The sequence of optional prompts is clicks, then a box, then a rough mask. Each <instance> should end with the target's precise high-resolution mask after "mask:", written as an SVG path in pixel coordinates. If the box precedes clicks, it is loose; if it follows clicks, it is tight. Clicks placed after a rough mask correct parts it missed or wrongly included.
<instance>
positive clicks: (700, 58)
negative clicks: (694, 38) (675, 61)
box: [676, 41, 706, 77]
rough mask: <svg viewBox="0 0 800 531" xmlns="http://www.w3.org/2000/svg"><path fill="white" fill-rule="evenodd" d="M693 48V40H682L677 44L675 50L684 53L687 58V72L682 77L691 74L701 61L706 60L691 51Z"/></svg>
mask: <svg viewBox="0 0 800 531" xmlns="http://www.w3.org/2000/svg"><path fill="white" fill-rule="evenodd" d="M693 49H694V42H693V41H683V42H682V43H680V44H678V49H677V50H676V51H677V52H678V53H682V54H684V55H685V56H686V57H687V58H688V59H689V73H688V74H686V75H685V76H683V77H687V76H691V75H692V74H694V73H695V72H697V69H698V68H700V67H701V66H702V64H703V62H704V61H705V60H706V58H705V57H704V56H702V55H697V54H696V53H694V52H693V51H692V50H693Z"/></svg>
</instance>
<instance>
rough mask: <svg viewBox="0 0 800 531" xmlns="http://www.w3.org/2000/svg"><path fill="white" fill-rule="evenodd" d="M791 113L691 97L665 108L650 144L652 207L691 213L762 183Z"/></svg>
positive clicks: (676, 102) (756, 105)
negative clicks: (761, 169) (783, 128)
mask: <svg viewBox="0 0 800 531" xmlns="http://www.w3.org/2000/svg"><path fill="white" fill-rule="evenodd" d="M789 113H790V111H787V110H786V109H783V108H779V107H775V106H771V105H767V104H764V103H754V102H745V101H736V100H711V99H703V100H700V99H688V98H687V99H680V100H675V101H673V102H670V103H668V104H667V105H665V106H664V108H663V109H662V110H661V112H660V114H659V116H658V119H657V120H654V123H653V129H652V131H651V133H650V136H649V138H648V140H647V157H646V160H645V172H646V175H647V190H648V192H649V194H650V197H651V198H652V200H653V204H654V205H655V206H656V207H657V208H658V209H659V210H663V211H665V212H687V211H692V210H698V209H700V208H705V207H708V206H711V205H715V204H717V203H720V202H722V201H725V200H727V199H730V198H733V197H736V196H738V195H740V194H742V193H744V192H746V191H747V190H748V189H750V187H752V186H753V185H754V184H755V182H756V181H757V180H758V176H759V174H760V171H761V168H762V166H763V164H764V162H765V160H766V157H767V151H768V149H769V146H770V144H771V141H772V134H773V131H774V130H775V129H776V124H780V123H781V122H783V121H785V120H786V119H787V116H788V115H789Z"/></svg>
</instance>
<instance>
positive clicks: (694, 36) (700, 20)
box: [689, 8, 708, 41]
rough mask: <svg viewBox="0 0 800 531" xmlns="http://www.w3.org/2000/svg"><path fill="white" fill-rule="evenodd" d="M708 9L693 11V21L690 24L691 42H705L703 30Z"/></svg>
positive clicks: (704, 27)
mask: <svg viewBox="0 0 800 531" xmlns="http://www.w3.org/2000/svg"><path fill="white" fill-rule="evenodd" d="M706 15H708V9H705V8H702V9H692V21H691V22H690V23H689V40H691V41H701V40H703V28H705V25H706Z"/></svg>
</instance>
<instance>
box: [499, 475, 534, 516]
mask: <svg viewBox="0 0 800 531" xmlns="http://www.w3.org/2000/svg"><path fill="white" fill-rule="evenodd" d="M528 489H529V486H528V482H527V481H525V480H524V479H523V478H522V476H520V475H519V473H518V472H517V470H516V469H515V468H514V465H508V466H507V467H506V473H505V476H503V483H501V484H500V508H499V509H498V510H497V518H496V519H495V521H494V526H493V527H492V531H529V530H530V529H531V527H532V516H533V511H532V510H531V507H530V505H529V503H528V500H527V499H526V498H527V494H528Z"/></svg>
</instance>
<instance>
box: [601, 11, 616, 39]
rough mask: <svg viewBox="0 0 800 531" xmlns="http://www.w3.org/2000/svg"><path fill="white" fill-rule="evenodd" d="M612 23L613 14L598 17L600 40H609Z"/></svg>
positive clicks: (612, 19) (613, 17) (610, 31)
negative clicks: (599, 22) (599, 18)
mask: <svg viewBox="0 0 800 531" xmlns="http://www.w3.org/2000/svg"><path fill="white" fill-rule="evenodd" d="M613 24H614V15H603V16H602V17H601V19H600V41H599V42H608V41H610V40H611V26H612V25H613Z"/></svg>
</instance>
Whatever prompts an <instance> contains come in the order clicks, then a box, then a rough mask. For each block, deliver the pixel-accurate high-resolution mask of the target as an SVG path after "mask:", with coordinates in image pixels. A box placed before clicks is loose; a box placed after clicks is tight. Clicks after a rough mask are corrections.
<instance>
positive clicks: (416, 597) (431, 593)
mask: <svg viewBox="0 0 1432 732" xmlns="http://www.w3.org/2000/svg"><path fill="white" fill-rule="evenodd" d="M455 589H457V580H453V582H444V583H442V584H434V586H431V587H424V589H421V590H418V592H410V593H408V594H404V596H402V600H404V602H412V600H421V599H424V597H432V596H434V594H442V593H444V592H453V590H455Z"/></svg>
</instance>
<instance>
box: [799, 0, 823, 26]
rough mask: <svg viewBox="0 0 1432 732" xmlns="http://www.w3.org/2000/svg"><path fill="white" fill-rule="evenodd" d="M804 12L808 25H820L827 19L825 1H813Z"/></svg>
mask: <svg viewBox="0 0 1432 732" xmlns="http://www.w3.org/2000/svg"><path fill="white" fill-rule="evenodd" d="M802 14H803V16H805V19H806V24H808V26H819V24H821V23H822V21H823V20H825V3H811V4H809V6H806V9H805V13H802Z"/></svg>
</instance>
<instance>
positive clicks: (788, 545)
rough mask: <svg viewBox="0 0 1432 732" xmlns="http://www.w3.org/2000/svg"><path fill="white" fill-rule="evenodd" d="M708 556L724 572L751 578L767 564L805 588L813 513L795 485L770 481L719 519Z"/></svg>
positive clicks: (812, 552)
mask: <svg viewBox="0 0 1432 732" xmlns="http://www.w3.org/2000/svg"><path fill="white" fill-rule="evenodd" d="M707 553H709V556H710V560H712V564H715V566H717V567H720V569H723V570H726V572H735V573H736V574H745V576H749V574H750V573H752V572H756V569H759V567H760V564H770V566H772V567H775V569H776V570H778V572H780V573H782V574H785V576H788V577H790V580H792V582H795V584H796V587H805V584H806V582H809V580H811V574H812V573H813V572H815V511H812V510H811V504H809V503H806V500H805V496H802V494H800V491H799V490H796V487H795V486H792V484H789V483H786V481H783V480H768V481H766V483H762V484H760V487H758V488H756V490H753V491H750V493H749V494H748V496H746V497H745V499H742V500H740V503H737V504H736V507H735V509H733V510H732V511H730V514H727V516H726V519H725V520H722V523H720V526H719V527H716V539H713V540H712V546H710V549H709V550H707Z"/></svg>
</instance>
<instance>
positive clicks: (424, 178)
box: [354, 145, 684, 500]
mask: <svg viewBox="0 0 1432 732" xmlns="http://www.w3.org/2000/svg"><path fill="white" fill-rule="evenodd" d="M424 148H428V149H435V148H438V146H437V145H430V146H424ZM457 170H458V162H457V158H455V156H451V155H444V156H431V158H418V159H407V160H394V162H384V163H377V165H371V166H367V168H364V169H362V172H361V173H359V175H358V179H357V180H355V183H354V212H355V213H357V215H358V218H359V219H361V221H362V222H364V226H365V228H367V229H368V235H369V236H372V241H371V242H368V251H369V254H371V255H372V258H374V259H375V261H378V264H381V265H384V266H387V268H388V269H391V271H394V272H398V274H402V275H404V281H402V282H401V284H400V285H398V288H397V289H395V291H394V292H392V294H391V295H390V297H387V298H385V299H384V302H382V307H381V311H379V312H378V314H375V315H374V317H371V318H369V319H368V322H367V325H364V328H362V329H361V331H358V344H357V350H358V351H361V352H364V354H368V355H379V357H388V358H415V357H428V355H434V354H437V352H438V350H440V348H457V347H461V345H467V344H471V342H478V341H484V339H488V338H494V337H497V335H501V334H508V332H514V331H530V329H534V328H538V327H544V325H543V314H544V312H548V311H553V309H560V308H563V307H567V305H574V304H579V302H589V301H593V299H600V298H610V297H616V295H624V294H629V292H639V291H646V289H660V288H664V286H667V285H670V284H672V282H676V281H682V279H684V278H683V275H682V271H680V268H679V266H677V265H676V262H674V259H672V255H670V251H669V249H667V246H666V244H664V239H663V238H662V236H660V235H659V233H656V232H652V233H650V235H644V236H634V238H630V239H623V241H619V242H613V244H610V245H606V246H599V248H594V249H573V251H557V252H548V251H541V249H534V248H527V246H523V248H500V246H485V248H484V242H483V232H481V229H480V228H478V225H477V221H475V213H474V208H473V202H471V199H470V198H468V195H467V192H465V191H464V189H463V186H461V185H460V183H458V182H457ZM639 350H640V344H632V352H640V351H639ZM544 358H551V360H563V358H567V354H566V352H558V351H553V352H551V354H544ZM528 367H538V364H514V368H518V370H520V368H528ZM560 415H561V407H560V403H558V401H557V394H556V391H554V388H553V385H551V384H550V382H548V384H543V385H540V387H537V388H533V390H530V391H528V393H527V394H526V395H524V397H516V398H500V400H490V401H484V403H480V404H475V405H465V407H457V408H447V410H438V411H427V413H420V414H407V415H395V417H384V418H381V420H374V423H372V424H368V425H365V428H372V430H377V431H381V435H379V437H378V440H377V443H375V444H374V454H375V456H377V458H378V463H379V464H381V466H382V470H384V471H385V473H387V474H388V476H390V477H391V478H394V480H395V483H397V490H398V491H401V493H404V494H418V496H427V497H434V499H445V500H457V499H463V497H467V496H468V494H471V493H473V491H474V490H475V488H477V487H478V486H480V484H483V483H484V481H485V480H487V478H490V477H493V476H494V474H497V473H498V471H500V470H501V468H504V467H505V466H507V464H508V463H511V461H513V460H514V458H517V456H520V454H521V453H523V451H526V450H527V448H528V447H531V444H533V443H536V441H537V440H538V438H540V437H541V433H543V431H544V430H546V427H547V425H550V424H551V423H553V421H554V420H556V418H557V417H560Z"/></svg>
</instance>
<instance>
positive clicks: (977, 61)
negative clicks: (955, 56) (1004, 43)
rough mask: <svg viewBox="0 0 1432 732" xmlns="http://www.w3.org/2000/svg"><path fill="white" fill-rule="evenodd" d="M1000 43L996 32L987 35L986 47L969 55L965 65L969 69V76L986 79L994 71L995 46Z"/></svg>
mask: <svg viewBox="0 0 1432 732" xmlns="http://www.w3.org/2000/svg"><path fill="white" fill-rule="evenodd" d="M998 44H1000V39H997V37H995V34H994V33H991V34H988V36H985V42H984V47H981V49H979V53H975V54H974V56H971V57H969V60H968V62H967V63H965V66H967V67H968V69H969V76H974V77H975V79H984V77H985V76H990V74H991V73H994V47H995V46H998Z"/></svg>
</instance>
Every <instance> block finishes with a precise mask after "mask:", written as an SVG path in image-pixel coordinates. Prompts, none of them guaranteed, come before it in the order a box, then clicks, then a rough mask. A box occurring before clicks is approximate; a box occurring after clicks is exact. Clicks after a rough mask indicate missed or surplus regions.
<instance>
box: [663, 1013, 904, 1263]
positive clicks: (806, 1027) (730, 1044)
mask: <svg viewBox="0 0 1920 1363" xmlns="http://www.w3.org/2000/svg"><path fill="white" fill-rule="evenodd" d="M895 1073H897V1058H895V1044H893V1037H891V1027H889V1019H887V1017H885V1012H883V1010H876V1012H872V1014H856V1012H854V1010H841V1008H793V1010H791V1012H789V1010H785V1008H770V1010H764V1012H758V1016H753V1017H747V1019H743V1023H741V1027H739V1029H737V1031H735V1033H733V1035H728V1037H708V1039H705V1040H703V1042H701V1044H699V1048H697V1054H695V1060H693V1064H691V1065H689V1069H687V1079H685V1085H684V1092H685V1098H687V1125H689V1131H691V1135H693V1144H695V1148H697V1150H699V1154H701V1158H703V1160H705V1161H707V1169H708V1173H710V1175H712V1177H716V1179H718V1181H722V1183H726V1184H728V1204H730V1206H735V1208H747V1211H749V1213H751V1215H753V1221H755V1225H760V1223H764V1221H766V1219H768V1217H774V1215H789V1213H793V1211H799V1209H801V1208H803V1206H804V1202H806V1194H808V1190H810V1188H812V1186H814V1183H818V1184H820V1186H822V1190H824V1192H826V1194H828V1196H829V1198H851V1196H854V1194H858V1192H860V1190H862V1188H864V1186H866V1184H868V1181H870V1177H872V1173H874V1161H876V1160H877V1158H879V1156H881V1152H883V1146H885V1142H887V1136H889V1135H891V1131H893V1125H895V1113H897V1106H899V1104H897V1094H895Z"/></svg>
◇ ◇ ◇ ◇ ◇
EXERCISE DETAILS: Could you reproduce the stretch of the items that opens with the line containing "9L693 11V21L690 24L691" and closes with the line containing "positive clicks: (704, 27)", including both of those lines?

ANSWER SPACE:
rough mask: <svg viewBox="0 0 800 531" xmlns="http://www.w3.org/2000/svg"><path fill="white" fill-rule="evenodd" d="M708 9L693 11V21L690 24L691 42H705L703 30Z"/></svg>
positive clicks: (704, 27)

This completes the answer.